[Items from a data source]
* * * * * * *

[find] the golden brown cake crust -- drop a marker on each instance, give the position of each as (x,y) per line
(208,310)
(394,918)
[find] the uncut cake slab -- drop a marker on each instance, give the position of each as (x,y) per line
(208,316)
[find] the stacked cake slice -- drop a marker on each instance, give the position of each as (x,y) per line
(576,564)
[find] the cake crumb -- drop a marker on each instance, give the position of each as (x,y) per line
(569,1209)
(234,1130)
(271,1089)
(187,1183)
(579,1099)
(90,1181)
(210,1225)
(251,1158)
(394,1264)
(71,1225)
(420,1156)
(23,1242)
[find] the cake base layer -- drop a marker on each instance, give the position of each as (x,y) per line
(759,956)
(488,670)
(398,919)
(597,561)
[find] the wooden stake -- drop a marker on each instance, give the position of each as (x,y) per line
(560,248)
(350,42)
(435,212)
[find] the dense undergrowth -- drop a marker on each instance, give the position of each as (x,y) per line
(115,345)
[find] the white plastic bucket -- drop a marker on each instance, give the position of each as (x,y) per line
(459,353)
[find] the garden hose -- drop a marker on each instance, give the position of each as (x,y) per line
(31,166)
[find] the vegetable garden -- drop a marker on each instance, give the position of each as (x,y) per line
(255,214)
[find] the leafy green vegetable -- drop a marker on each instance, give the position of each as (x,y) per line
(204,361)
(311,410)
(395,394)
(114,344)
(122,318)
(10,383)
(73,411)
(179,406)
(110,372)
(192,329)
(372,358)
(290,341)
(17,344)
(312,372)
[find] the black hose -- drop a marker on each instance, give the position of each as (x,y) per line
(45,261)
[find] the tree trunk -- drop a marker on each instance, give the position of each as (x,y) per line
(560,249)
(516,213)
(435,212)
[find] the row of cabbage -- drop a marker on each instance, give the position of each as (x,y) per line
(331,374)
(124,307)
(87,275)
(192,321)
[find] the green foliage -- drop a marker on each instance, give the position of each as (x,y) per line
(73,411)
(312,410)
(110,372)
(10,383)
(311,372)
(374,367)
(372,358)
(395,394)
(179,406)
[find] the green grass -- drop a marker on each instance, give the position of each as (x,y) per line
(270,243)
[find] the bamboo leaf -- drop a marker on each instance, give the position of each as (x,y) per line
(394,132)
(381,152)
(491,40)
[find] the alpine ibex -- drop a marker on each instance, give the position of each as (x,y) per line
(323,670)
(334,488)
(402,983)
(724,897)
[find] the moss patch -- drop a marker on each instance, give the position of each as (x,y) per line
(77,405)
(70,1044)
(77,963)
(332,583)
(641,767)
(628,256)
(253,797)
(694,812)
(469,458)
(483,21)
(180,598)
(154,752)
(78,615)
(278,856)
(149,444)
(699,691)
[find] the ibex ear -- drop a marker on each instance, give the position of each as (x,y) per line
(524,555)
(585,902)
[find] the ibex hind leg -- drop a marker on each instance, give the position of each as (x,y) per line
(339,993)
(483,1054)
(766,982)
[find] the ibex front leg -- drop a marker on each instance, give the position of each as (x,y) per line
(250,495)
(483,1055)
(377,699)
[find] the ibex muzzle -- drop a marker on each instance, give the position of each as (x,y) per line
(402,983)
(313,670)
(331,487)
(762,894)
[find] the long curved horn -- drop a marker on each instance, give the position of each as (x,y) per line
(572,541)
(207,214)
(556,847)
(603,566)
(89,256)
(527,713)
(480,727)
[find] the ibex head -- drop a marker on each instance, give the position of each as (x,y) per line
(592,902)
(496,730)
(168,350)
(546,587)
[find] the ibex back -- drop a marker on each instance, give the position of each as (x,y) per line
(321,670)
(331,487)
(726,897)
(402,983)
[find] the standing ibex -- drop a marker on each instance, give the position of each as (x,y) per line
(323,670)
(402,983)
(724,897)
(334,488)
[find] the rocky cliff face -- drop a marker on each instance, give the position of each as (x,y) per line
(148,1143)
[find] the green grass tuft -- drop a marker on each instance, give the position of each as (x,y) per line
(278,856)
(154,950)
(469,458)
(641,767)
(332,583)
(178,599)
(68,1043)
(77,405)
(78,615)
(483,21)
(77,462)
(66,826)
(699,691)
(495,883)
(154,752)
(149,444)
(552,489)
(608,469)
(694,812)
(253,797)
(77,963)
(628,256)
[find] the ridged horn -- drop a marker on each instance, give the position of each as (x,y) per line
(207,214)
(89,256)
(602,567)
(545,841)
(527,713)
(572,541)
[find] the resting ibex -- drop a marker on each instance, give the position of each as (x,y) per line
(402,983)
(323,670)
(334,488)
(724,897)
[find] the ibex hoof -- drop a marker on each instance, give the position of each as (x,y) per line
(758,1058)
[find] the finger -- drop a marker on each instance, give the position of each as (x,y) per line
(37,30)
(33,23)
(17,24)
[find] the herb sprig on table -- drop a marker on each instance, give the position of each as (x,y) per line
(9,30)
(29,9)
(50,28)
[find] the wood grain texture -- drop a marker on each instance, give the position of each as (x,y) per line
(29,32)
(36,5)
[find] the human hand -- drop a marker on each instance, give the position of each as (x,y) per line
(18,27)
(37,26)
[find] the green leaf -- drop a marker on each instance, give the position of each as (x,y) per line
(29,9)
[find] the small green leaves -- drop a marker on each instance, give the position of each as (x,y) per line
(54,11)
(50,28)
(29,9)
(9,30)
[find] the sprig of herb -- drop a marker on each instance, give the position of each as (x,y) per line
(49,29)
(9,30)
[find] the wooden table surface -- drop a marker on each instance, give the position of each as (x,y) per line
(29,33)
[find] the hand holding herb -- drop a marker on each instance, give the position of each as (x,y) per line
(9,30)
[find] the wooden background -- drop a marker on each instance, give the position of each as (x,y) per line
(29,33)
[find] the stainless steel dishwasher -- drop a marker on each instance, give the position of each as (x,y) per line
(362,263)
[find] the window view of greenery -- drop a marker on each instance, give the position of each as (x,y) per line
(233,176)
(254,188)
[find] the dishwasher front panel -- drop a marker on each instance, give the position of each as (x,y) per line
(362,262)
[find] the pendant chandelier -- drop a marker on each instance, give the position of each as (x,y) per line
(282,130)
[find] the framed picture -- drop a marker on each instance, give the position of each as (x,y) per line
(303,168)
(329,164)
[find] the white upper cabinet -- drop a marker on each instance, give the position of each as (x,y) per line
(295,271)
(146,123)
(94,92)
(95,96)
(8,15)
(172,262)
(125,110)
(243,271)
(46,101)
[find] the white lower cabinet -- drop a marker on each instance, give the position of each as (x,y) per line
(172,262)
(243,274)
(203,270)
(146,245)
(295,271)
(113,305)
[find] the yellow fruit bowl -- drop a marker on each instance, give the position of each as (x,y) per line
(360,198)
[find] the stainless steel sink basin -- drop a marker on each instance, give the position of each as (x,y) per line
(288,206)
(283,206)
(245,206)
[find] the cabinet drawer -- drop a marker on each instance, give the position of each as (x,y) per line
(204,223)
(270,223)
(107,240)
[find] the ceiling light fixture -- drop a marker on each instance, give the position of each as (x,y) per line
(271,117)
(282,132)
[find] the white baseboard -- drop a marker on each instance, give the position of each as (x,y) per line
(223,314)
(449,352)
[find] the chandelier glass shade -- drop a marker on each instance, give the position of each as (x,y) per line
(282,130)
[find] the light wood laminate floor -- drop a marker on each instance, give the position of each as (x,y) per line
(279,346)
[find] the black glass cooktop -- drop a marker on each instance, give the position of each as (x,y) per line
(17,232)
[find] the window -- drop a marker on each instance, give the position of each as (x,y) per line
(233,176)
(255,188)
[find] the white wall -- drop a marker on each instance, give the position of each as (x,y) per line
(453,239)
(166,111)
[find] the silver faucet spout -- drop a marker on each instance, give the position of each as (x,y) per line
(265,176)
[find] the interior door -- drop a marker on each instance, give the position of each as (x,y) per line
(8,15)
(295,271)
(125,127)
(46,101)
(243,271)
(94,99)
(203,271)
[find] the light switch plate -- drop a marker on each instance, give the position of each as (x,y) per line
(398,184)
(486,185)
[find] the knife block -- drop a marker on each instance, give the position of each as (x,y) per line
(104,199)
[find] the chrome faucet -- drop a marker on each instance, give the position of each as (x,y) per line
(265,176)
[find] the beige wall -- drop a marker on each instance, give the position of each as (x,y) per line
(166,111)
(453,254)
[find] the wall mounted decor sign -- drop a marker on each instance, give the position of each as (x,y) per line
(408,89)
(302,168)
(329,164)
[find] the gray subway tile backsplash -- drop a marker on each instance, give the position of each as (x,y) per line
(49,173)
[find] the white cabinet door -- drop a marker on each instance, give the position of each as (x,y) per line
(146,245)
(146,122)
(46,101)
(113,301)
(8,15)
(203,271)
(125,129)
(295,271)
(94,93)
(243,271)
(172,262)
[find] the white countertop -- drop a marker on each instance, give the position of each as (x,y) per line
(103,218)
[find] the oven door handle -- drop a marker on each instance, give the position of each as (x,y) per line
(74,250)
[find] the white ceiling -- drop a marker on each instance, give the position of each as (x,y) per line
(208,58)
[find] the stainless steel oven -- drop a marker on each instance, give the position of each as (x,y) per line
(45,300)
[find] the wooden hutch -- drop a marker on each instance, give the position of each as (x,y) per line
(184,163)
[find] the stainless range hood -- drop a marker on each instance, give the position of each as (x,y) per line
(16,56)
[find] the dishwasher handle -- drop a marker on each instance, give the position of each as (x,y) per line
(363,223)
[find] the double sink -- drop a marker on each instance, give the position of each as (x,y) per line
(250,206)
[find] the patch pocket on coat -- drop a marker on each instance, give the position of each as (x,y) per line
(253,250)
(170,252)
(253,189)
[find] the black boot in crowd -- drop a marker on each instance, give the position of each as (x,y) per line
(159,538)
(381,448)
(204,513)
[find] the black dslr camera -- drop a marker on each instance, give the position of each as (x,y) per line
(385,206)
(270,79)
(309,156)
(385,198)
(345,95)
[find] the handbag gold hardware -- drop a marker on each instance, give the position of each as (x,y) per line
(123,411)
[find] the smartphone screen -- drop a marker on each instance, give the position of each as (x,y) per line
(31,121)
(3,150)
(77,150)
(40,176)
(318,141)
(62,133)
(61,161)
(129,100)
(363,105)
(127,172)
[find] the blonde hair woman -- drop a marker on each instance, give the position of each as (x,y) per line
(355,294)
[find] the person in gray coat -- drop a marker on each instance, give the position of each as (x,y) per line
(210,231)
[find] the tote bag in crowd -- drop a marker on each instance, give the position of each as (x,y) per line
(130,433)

* * * * * * *

Task goal: Copy everything in the data above, from the line containing "[find] the black boot" down to the last line, with both ends included and every line reproduced unchanged.

Solution to the problem:
[find] the black boot in crowd -- drop a marker on each instance, give the position of each as (x,y) per line
(159,538)
(381,448)
(204,513)
[find] the black dslr camera -- drop a marker on each instance, give the position of each as (x,y) per line
(385,206)
(270,79)
(309,156)
(385,198)
(345,95)
[find] the handbag gold hardware -- drop a marker on each instance, give the position of each as (x,y) per line
(123,411)
[find] the smartphone screen -- drop a marker on each instance, give the position of each as (x,y) per line
(31,121)
(3,150)
(77,150)
(40,176)
(318,141)
(62,133)
(61,161)
(129,100)
(363,105)
(127,172)
[find] the blonde hair woman -- drop a marker on each instance, give the position of each as (x,y) per line
(355,294)
[find] the person in gray coat -- drop a marker on each instance, give the position of each as (x,y) per line
(210,231)
[find] the tote bag in crowd -- drop a marker on each instance, give the position of each as (x,y) per line
(130,433)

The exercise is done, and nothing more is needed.